====== SUPPLIED RECORDS
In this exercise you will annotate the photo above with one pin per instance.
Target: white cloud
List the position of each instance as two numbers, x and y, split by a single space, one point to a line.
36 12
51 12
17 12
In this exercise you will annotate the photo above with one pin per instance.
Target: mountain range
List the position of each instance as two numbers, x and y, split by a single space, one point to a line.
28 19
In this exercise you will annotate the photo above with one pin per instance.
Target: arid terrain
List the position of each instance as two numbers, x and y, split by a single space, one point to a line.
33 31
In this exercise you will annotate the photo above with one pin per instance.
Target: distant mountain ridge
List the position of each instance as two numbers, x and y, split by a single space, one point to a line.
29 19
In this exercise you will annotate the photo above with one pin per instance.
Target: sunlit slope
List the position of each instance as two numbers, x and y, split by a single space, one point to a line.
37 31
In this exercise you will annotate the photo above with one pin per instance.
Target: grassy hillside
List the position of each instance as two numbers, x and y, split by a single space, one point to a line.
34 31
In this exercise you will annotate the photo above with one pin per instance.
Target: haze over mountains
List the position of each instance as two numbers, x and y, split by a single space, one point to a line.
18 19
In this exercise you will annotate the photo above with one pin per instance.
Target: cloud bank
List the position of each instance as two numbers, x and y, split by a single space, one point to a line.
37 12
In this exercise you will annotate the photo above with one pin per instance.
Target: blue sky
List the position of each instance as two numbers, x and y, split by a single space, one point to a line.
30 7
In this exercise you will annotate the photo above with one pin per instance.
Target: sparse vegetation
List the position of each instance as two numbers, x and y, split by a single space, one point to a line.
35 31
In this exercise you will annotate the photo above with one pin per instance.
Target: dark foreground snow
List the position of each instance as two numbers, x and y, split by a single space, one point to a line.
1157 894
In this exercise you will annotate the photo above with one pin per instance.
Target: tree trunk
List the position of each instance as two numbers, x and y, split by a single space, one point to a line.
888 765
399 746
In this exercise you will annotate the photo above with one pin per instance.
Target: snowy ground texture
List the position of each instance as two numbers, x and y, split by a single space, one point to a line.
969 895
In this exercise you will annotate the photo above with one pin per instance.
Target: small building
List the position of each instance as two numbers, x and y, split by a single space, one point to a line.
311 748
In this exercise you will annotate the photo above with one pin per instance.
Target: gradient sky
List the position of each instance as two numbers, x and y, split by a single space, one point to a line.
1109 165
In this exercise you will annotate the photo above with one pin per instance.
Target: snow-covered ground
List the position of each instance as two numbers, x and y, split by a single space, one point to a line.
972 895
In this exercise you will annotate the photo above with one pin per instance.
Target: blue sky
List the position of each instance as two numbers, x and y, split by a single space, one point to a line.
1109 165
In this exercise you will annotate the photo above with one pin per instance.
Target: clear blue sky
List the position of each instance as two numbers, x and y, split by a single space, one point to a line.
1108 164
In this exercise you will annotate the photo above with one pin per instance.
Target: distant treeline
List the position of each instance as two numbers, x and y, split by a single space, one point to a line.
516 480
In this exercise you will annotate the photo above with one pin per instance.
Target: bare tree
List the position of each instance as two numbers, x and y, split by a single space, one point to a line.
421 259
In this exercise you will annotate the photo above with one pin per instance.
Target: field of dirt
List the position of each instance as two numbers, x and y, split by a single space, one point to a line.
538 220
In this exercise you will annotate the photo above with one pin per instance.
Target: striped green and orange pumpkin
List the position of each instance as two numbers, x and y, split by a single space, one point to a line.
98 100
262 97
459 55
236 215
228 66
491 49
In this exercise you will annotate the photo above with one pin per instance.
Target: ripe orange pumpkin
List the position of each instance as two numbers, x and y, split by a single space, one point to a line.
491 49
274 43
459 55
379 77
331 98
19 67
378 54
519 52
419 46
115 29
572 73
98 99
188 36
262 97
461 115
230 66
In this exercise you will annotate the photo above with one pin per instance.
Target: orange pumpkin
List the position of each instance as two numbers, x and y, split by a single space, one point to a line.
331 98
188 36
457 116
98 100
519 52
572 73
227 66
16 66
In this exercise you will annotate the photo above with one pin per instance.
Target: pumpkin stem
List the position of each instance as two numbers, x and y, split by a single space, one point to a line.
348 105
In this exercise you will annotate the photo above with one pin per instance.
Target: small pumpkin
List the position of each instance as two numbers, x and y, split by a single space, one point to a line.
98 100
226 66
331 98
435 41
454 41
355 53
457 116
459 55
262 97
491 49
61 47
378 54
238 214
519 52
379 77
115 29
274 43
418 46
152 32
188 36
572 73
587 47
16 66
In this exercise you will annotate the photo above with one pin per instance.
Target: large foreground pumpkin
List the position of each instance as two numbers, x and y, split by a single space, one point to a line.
============
GIVEN PROBLEM = Take the data above and return it exactly.

RESPONSE TO THE EXERCISE =
In this exercise you will annotate the photo above with one pin per instance.
Target: white cloud
List the position of each instance as two numbers, x and y, split by a single space, one point to a line.
36 12
51 12
17 12
In this exercise you will annotate the photo above with one pin per instance.
Target: mountain range
List the position of each instance as two numbers, x and y, split by a single space, one point to a line.
28 19
In this exercise you will annotate the photo above with one pin per instance.
Target: arid terrain
List the position of each instance as two numbers, x and y, split by a single space, one point to a line.
33 31
In this exercise you will annotate the photo above with one pin per instance.
Target: distant mountain ridge
List the position of each instance as two numbers, x and y, split by a single space, one point to a line.
29 19
In this exercise you will annotate the photo above with one pin per instance.
Target: sunlit slope
List the position of each instance as two numbers, x and y, split by a single space, one point to a line.
37 31
In this exercise you will annotate the photo above with one pin per instance.
Target: grassy hillside
List the position of each instance as two numbers, x and y, split by a single space, one point to a line.
34 31
In this exercise you will annotate the photo above with one pin per instance.
Target: haze over mountains
List the position of each instance as two numbers, x and y, split by a single space, one point to a line.
18 19
In this exercise you will annotate the photo above with one pin per instance.
Target: cloud bank
List the position of each instance as two numbers, x and y, split by a single space, one point to a line.
37 12
In this exercise you will annotate the photo above with one pin per instance.
Target: blue sky
List the position of each instance as two numbers, x and y, split by a single space, one point to a line.
30 7
In this exercise you will annotate the photo above with one pin per instance.
Target: sparse vegetation
List the position of each instance as two numbers, x and y, split by a single space, one point to a line.
35 31
In this exercise you will annotate the photo above with one pin per instance.
Target: dark foreground snow
List the position of each instance as two numbers, x and y, split by a single space, one point to a line.
1157 894
In this exercise you will annotate the photo above with one pin per instance.
Target: tree trunk
List the position of each instance as two numbers, x and y, split by a single space, one point to a line.
888 765
399 746
In this exercise you will annotate the photo above with one pin per instance.
Target: snowy ground texture
List the position of each instance as two numbers, x and y, split by a single space, one point to a line.
969 895
In this exercise you will annotate the photo above with one pin per instance.
Target: small building
List the position of each instance as two numbers, x and y, split by a single space, one point to a line.
311 748
In this exercise you will annotate the photo above with one pin per instance.
Target: gradient sky
List the position of each instance as two numbers, x and y, split by a single space, one point to a line.
1109 165
In this exercise you will annotate the photo above with one pin per instance.
Target: snow-covered ground
List the position of each instance as two numbers, x and y, split by a single space, one point to a line.
972 895
In this exercise you will annotate the photo above with one pin per instance.
Target: blue sky
List the position of each instance as two numbers, x and y, split by a single space, one point to a line.
1109 165
In this exercise you will annotate the photo above with one pin per instance.
Target: clear blue sky
List the position of each instance as two numbers, x and y, split by a single space, one point to a line.
1108 164
In this exercise you will annotate the photo above with one pin per instance.
Target: distant treeline
List the position of each instance as two numbers, x and y, split by a single space, one point to a line.
516 480
In this exercise you will annotate the photo above with one pin per instance.
Target: bare tree
List the position of each instance as two numbers, x and y, split by a single space, one point to a line.
421 259
In this exercise you will annotate the photo above with one pin per instance.
Target: field of dirt
List the position of each instance as two numbers, x and y, split by a single space, one point to a line.
538 220
In this exercise you will annotate the photo above with one pin per instance.
Target: striped green and orange pumpkin
List the position of each instance as two numbers, x and y, split by a single space, one point to a line.
98 100
262 97
459 55
236 215
228 66
491 49
In this exercise you will annotate the photo above with one pin per instance.
Target: ripe orange pumpkin
List the position of each instance as two numbers, x and y, split by a single space, one point to a line.
491 49
274 43
459 55
379 77
331 98
19 67
378 54
519 52
419 46
115 29
572 73
98 99
188 36
262 97
461 115
230 66
In this exercise you will annotate the photo above with one pin per instance.
Target: orange pumpkin
List the position of each instance as two numbers, x and y, split by a single space, one point to a line.
331 98
188 36
457 116
98 100
519 52
572 73
227 66
16 66
In this exercise you will annotate the photo above with one pin per instance.
Target: pumpkin stem
List the position of each instance as two numbers, x and y, split by a single space, one point to a line.
348 105
In this exercise you will annotate the photo above with one pin per instance.
Target: small pumpkin
List the position of each instance as two numbers, x and y, split by a single space, one point to a line.
98 100
226 66
331 98
435 41
454 41
355 53
457 116
459 55
262 97
491 49
61 47
378 54
238 214
519 52
379 77
115 29
274 43
418 46
152 32
188 36
572 73
587 47
16 66
In this exercise you will annotate the photo above with one pin per instance.
Target: large foreground pumpkin
List the position of each instance as two numbers, x and y, split by a single space, one point to a line.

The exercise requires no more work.